▸ **EXERCISE BRIEF**: Pictures aside, quote the whole listing exactly.

◇ ◇ ◇ ◇ ◇

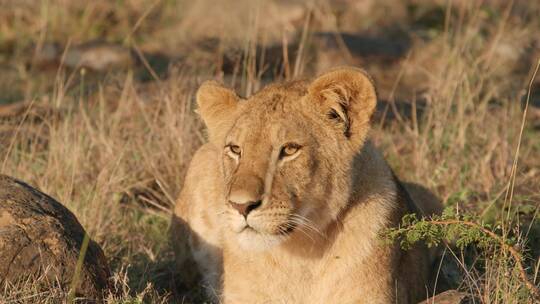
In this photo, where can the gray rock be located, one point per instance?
(41, 238)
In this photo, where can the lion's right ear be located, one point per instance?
(217, 106)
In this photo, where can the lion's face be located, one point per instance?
(286, 155)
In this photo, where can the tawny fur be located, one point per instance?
(315, 238)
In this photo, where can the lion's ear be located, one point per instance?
(348, 98)
(217, 106)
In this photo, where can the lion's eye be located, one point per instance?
(289, 149)
(234, 149)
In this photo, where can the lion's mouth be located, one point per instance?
(287, 228)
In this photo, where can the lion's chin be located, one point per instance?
(250, 239)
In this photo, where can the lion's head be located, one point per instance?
(287, 152)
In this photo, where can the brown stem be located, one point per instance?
(515, 254)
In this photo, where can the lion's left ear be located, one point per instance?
(348, 98)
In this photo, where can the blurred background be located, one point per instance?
(96, 109)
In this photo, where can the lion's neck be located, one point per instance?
(369, 208)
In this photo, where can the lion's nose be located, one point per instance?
(246, 207)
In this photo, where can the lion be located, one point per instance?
(287, 201)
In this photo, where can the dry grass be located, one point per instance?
(114, 149)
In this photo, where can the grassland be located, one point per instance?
(459, 113)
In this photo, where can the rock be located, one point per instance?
(94, 55)
(40, 237)
(449, 297)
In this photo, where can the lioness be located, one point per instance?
(287, 200)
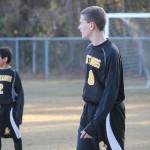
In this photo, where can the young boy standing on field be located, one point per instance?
(11, 100)
(102, 124)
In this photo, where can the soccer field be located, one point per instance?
(52, 112)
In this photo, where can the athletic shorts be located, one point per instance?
(8, 125)
(110, 135)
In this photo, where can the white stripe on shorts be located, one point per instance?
(111, 138)
(14, 126)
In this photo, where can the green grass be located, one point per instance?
(52, 112)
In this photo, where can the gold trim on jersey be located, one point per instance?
(5, 78)
(91, 80)
(93, 61)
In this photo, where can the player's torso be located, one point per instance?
(6, 86)
(95, 74)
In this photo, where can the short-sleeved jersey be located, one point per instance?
(11, 91)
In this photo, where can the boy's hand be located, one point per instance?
(85, 135)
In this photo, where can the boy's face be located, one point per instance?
(3, 61)
(85, 27)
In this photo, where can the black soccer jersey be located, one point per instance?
(104, 85)
(11, 91)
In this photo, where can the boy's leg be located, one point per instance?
(14, 129)
(115, 128)
(17, 143)
(86, 144)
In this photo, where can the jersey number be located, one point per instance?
(1, 88)
(91, 78)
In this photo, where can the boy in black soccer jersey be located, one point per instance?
(102, 124)
(11, 100)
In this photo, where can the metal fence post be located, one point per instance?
(17, 54)
(46, 60)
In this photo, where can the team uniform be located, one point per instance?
(103, 115)
(11, 104)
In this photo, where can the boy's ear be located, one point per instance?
(92, 25)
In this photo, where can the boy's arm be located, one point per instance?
(20, 99)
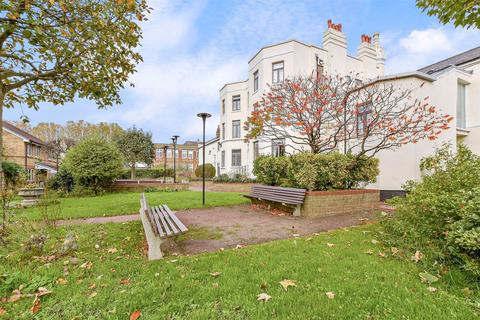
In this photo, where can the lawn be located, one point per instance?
(129, 203)
(116, 280)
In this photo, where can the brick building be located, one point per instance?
(186, 156)
(30, 152)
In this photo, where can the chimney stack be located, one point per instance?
(335, 42)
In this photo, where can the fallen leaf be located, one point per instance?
(264, 297)
(285, 283)
(417, 256)
(36, 305)
(135, 315)
(43, 291)
(467, 292)
(427, 277)
(17, 295)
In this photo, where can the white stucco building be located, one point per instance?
(453, 85)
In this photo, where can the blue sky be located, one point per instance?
(191, 48)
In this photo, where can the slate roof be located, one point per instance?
(459, 59)
(24, 134)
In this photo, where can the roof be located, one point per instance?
(459, 59)
(23, 134)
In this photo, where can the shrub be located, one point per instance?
(94, 163)
(13, 173)
(440, 214)
(236, 178)
(316, 171)
(63, 181)
(209, 171)
(270, 170)
(148, 173)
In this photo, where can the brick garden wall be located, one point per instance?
(326, 203)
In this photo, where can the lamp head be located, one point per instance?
(204, 115)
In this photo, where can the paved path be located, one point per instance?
(239, 225)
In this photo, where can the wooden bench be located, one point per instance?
(159, 223)
(290, 197)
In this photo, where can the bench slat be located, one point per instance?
(162, 219)
(169, 221)
(158, 224)
(177, 221)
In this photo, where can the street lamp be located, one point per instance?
(174, 140)
(164, 163)
(204, 117)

◇ ◇ ◇ ◇ ◇

▸ **FULL ANSWER**:
In this photo, where can the gray rock be located, one point per instance?
(41, 238)
In this photo, where can the lion's right ear be located, one point per instance?
(217, 106)
In this photo, where can the lion's face be located, one point per instance?
(286, 155)
In this photo, where can the tawny fur be located, one point per instance?
(315, 238)
In this photo, where can the lion's ear be located, one point per instance?
(348, 98)
(217, 106)
In this photo, where can the lion's eye be located, one point per instance?
(289, 149)
(234, 149)
In this photo, where can the lion's mouth be located, one point per instance?
(287, 228)
In this photo, where can the lion's chin be located, one point per instance?
(250, 239)
In this photo, where can the lion's head be located, one point per instance?
(287, 152)
In this photo, where can the brown stem be located, one point per instance?
(515, 254)
In this photo, where can the lion's left ear be located, one point per instance?
(348, 98)
In this photo, where can the blurred background be located, one point per instance?
(96, 109)
In this photo, where can the lion's neck be located, one point per instance?
(369, 208)
In this photo, where can the lion's nose be located, one point per instance?
(246, 207)
In this photo, where can the lion be located, one point per instance?
(287, 201)
In this photo, where can the dry grass be located, one point per instance?
(114, 149)
In this photo, where can the grassland be located, one point per instance?
(459, 113)
In this photo, where can the rock be located, one point per instance?
(94, 55)
(40, 237)
(449, 297)
In this photo, where can the lioness be located, one point per instance?
(287, 200)
In this photo, where can the young boy standing on field be located, one point per instance?
(11, 100)
(102, 124)
In this photo, where can the soccer field be located, one point per instance?
(52, 112)
In this photo, where can the athletic shorts be located, one point per instance?
(8, 125)
(110, 135)
In this photo, where can the white stripe on shorts be located, one point per instance?
(111, 138)
(14, 126)
In this photo, where can the green grass be located, one point per instance?
(52, 112)
In this photo, where can the gold trim on jersey be located, one point per instance?
(5, 78)
(91, 80)
(93, 61)
In this photo, where can the player's torso be located, one point per instance?
(6, 86)
(95, 74)
In this photo, where can the short-sleeved jersey be located, one point per instance?
(11, 91)
In this photo, where can the boy's hand be located, one point per instance?
(85, 135)
In this photo, where can the boy's face be located, one point per instance?
(3, 61)
(85, 27)
In this photo, where can the black soccer jersey be located, one point per instance?
(104, 85)
(11, 91)
In this photo, where can the boy's leg be located, one point per instance?
(14, 129)
(115, 128)
(17, 143)
(86, 144)
In this photo, where can the jersey number be located, one point per instance?
(1, 88)
(91, 78)
In this photo, where can the boy in black soccer jersey be located, one point per instance?
(102, 124)
(11, 100)
In this photo, where can the metal fence post be located, one point per instance?
(17, 54)
(46, 60)
In this photo, where can the team uniform be located, one point per instance?
(103, 115)
(11, 104)
In this photo, where can the boy's ear be located, one point per instance?
(92, 25)
In this photo, where can the boy's arm be located, one point per instance?
(20, 99)
In this photo, where can the lawn be located, one point per instance?
(129, 203)
(116, 280)
In this photo, where can the brick building be located, one point per instance?
(186, 156)
(30, 152)
In this photo, where can the chimney stack be located, one point per instance?
(335, 42)
In this photo, where can the fallen leaf be located, one point per instance?
(264, 297)
(285, 283)
(417, 256)
(36, 305)
(135, 315)
(43, 291)
(467, 292)
(427, 277)
(17, 295)
In this photo, where can the white stucco building be located, one point per instance?
(453, 85)
In this photo, where can the blue sky be located, one point per instance?
(191, 48)
In this photo, where can the slate roof be located, one point per instance?
(459, 59)
(24, 134)
In this photo, where can the roof be located, one point per instance?
(459, 59)
(23, 134)
In this photo, where can the shrub be located, one point per instance?
(94, 163)
(13, 173)
(440, 214)
(236, 178)
(316, 171)
(63, 181)
(209, 171)
(270, 170)
(148, 173)
In this photo, where can the brick garden wall be located, one point per instance?
(326, 203)
In this photo, where can the lamp head be located, one point per instance?
(204, 115)
In this photo, where can the paved path be located, one point per instance?
(239, 225)
In this photo, where can the wooden bench be located, one point per instance?
(159, 223)
(290, 197)
In this photo, where can the bench slat be located, one point per instance?
(162, 219)
(169, 221)
(158, 224)
(177, 221)
In this photo, where can the street lamp be located, one point per instance?
(174, 140)
(164, 163)
(204, 117)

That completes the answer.